Dataset records about object locations:

++++

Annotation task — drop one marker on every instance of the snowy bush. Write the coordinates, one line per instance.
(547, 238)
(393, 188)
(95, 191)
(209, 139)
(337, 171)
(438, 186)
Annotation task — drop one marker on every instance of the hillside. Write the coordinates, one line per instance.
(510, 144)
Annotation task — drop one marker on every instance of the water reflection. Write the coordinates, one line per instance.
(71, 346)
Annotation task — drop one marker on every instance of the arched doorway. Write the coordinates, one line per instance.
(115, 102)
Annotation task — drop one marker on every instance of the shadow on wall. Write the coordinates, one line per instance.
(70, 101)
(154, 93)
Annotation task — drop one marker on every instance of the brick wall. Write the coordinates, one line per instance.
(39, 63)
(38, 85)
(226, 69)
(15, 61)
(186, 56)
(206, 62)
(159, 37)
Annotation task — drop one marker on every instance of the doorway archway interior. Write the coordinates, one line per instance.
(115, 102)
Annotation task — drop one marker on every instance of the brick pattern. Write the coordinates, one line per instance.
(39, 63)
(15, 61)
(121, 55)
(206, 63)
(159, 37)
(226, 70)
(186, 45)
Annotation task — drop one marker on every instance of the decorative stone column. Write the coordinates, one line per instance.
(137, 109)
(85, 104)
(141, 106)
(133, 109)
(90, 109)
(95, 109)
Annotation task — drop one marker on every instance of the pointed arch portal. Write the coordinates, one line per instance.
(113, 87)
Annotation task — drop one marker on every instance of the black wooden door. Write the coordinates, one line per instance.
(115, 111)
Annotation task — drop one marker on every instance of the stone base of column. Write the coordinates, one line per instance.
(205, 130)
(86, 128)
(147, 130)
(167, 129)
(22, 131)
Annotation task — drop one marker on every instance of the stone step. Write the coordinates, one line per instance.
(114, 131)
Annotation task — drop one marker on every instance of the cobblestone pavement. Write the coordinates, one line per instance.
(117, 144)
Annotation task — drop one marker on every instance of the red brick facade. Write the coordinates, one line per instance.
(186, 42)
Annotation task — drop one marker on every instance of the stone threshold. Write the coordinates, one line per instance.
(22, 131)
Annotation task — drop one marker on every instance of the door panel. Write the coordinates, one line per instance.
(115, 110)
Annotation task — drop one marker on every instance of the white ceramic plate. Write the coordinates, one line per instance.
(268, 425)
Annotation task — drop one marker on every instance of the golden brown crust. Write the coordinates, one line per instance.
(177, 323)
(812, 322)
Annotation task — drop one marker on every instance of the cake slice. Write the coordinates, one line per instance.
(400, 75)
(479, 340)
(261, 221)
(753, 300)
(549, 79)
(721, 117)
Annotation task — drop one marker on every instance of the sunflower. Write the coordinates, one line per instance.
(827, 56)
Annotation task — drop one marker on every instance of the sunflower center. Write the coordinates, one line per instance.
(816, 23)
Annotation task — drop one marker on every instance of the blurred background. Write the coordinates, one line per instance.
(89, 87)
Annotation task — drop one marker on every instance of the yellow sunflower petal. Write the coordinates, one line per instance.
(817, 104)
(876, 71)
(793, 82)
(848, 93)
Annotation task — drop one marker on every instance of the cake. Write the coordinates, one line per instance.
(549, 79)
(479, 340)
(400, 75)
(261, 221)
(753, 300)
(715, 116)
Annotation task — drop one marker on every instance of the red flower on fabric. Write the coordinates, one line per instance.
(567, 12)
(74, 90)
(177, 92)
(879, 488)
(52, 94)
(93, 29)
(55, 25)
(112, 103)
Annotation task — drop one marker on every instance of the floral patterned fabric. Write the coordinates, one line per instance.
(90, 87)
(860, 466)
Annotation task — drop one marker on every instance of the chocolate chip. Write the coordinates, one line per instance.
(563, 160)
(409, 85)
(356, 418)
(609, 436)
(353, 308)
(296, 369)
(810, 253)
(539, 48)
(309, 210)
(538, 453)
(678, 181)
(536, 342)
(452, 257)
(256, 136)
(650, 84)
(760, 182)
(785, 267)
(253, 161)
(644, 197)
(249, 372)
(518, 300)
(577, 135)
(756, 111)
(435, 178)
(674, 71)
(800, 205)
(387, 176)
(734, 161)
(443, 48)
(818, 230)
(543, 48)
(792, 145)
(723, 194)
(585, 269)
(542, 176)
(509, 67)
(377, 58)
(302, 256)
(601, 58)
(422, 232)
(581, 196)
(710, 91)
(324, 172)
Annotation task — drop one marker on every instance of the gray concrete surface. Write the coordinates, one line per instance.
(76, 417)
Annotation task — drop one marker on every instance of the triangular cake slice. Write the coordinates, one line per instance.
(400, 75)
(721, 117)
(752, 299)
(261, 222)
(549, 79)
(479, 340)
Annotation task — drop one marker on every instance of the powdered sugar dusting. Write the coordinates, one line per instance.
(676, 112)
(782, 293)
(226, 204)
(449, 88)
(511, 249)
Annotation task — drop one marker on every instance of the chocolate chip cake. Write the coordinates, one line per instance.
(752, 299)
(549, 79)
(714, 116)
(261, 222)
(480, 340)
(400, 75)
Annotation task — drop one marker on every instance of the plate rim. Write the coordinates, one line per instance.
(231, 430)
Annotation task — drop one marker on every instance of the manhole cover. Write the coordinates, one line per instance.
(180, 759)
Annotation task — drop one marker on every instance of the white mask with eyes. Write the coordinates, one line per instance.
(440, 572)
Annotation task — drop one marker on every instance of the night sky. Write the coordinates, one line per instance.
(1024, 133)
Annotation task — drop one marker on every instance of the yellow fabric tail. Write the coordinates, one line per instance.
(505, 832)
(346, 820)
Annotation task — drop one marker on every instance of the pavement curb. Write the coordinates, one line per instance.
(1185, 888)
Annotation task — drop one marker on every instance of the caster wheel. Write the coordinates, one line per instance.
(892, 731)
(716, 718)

++++

Exercise goal » The entries above must be returned in full, exactly as shown.

Solved exercise »
Annotation task — drop one marker on every instance of the snowy bush. Write the coordinates, one line per instance.
(547, 238)
(393, 188)
(95, 191)
(209, 139)
(337, 171)
(438, 186)
Annotation task — drop one marker on every instance of the hillside. Write the coordinates, one line per instance.
(510, 144)
Annotation task — drop one marker on every instance of the water reflection. Write the coordinates, one line per instance.
(71, 346)
Annotation task — drop one marker on every instance of the arched doorway. Write the coordinates, one line per instance.
(115, 102)
Annotation task — drop one marker on every instance of the shadow on wall. Write the coordinates, one line per instance.
(70, 101)
(154, 93)
Annotation task — drop one marker on every instance of the brick wall. Write the coordinates, one line per instance.
(39, 63)
(38, 85)
(226, 69)
(15, 61)
(186, 56)
(206, 62)
(159, 37)
Annotation task — drop one marker on every instance of the doorway archway interior. Write the coordinates, one line per instance.
(115, 102)
Annotation task — drop one marker on every instance of the brick pattern. Write the coordinates, one line per instance.
(39, 63)
(15, 61)
(121, 55)
(206, 63)
(159, 37)
(226, 70)
(186, 45)
Annotation task — drop one marker on every instance of the decorative stone column. Write the coordinates, one line per instance.
(137, 109)
(85, 104)
(141, 106)
(133, 109)
(90, 109)
(95, 109)
Annotation task — drop one marker on every instance of the pointed arch portal. Write the coordinates, one line per instance.
(113, 87)
Annotation task — drop one marker on every instance of the black wooden door. Write the coordinates, one line per instance.
(115, 111)
Annotation task — drop one marker on every instance of the stone base of column. Write the coordinates, one line per instance.
(205, 130)
(86, 128)
(147, 130)
(167, 129)
(22, 131)
Annotation task — drop one marker on every instance of the stone step. Write the coordinates, one line per instance.
(114, 131)
Annotation task — drop one marker on every instance of the cobblestone pavement. Write the coordinates, one line per instance.
(117, 144)
Annotation task — drop one marker on every instance of the red brick facade. Write the coordinates, one line per instance.
(186, 42)
Annotation task — drop one marker on every instance of the stone threshold. Write the coordinates, one line per instance.
(22, 131)
Annotation task — drop one marker on every instance of the door panel. Write the coordinates, one line per instance.
(115, 110)
Annotation task — drop one marker on every instance of the white ceramic plate. Write the coordinates, one line per instance.
(268, 425)
Annotation task — drop one marker on every instance of the golden brown crust. Write the coordinates, one line per instance.
(177, 323)
(812, 322)
Annotation task — drop one marker on every instance of the cake slice. Write the coordinates, one line per instance.
(400, 75)
(479, 340)
(261, 221)
(753, 300)
(549, 79)
(721, 117)
Annotation task — drop one marker on every instance of the sunflower. Write the coordinates, one line per instance.
(827, 56)
Annotation task — drop one marker on every instance of the sunflower center. Write the coordinates, one line per instance.
(816, 23)
Annotation task — drop one marker on every instance of the blurred background. Write the coordinates, one line per instance.
(89, 87)
Annotation task — drop one marker on every instance of the yellow sunflower petal. Write the coordinates, one line per instance.
(817, 104)
(876, 71)
(793, 82)
(848, 93)
Annotation task — drop one marker on every instance of the cake. Write the coordinates, one line per instance.
(549, 79)
(479, 340)
(400, 75)
(261, 221)
(753, 300)
(715, 116)
Annotation task — drop one marker on every instance of the red flower on fabric. Write the coordinates, one line per instance.
(567, 12)
(74, 90)
(177, 92)
(879, 488)
(52, 94)
(93, 29)
(55, 25)
(112, 103)
Annotation task — drop one marker on every instance of the floral patterned fabric. Write the coordinates, one line per instance.
(90, 87)
(860, 466)
Annotation task — drop one marker on every instance of the chocolate chip. Write the coordinates, one line per instance.
(563, 160)
(409, 85)
(356, 418)
(609, 436)
(353, 308)
(296, 369)
(810, 253)
(539, 48)
(309, 210)
(538, 453)
(678, 181)
(536, 342)
(452, 257)
(256, 136)
(650, 84)
(760, 182)
(785, 267)
(253, 161)
(644, 197)
(249, 372)
(518, 300)
(577, 135)
(756, 111)
(435, 178)
(674, 71)
(800, 205)
(387, 176)
(734, 161)
(443, 48)
(818, 230)
(543, 48)
(792, 145)
(723, 194)
(585, 269)
(542, 176)
(509, 67)
(377, 58)
(302, 256)
(601, 58)
(422, 232)
(581, 196)
(710, 91)
(324, 172)
Annotation task — drop one marker on every instance of the gray concrete surface. Write the coordinates, one line per instance.
(76, 417)
Annotation task — drop one marker on every instance of the triangular cake slice. Write the coordinates, one line per instance.
(400, 75)
(721, 117)
(752, 299)
(261, 222)
(549, 79)
(479, 340)
Annotation task — drop one marker on every instance of the powdered sugar dusting. Write the coordinates, one line per instance.
(676, 112)
(782, 293)
(226, 204)
(449, 88)
(511, 249)
Annotation task — drop one marker on every instance of the chocolate chip cake. Write the coordinates, one line per instance.
(752, 299)
(549, 79)
(714, 116)
(261, 222)
(480, 340)
(400, 75)
Annotation task — drop one marker on every instance of the plate rim. Write the coordinates, one line per instance.
(231, 430)
Annotation task — drop one marker on every instance of the manhole cover. Write the coordinates, one line per instance.
(180, 759)
Annotation task — drop one marker on every instance of the white mask with eyes. Write the coordinates, one line per instance.
(440, 572)
Annotation task — drop one marker on every instance of the night sky. Write the coordinates, one line per instance.
(1024, 133)
Annotation task — drop one marker on every instance of the yellow fabric tail. Write the coordinates, one line per instance.
(505, 832)
(346, 820)
Annotation task — drop one marker on every instance of the pavement curb. Write the coordinates, one line per instance.
(1185, 888)
Annotation task — drop one marker on every instance of the caster wheel. Write the coordinates, one line per instance.
(892, 731)
(716, 718)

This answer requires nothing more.